Task statement: If a line includes the word "locate", it belongs in the count; state the total for the data below and add nothing.
------ Records to use
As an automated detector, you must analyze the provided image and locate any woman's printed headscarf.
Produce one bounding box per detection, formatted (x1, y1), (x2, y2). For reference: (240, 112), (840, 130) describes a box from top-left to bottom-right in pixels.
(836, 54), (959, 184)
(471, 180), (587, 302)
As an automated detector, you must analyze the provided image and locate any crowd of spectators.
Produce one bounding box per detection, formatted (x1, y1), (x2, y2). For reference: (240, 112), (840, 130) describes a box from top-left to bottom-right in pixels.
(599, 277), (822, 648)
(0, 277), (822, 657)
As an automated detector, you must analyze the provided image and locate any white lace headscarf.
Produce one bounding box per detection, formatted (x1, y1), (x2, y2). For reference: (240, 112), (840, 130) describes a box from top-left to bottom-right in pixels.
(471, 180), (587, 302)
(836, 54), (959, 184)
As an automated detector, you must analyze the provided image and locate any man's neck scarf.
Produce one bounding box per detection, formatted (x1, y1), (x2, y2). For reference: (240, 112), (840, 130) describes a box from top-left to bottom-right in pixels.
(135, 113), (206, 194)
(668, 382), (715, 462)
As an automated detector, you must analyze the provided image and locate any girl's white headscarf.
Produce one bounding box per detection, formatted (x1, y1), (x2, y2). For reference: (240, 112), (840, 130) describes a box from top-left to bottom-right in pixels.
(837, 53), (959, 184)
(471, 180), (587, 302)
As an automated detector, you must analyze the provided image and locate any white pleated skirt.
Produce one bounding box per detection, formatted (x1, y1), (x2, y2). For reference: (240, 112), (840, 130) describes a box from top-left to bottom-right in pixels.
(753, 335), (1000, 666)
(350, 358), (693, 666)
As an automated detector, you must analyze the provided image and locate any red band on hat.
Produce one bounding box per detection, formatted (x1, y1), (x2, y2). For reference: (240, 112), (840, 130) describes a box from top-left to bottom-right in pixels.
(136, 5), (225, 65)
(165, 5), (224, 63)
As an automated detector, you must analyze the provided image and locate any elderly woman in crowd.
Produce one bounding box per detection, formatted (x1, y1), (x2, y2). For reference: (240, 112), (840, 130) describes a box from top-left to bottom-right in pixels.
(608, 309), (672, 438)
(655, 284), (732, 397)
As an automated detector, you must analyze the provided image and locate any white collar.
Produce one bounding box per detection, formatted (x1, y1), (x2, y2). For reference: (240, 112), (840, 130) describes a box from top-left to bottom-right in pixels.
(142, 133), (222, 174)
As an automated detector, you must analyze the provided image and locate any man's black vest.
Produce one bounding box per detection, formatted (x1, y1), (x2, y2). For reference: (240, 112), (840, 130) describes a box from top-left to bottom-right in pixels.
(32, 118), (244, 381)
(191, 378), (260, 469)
------------
Written solution: 10